# Start of Excerpted data

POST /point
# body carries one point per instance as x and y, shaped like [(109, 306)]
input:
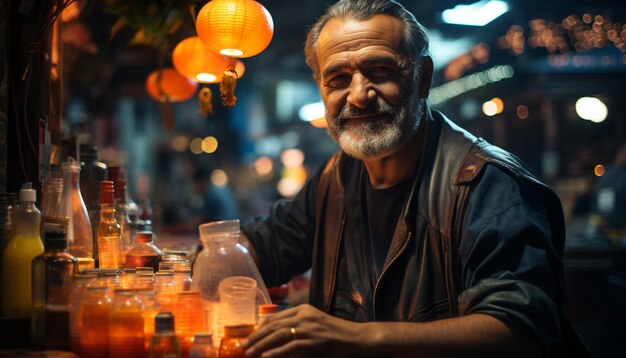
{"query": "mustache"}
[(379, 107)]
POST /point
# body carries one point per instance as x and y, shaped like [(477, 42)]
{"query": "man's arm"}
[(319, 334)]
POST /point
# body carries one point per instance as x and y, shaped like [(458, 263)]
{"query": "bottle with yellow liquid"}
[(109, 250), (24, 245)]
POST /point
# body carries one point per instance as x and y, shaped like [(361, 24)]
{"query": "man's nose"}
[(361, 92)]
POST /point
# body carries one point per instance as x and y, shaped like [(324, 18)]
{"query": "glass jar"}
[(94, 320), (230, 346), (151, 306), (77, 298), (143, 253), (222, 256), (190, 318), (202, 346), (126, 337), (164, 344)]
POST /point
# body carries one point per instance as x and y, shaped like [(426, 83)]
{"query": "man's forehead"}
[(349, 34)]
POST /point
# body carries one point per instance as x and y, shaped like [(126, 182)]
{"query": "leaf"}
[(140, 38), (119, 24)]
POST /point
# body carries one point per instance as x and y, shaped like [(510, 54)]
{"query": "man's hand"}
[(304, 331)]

# End of Excerpted data

**What the task requires**. Update all of the data above, replacing every "man's" with "person's" and leaving everything else unchanged. Omit the pictures from your version.

**Exercise output**.
POST /point
# body carries one point per instance as x and y, shaped like [(109, 306)]
input:
{"query": "mustache"}
[(379, 107)]
POST /point
# body carries one point per instance as x and y, shaped like [(477, 42)]
{"query": "person's arm"}
[(319, 334)]
POST /point
# body carries one point per instance as x and y, shaped like [(458, 263)]
{"query": "bottle with yellow liquid"}
[(109, 250), (24, 245)]
POST /point
# body carries one point per instance as x and y, shaped like [(361, 24)]
{"query": "person's nose"}
[(361, 92)]
POST /point
# body carries one point per instance as x and y, shaped like [(324, 18)]
{"query": "glass jar"}
[(94, 320), (230, 346), (151, 306), (77, 298), (143, 253), (222, 256), (190, 318), (202, 346), (126, 337), (164, 344)]
POST /point
# body carries one point per instance as x and y, shaped like [(426, 83)]
{"query": "person's forehead"}
[(349, 34)]
POST /point
# body carries one point per instance as x and y, shaped like [(126, 182)]
{"query": "leaf"}
[(140, 38), (119, 24)]
POST /point
# body carries one point per instance as x and y, shaped like [(510, 54)]
{"query": "person's hand"}
[(304, 331)]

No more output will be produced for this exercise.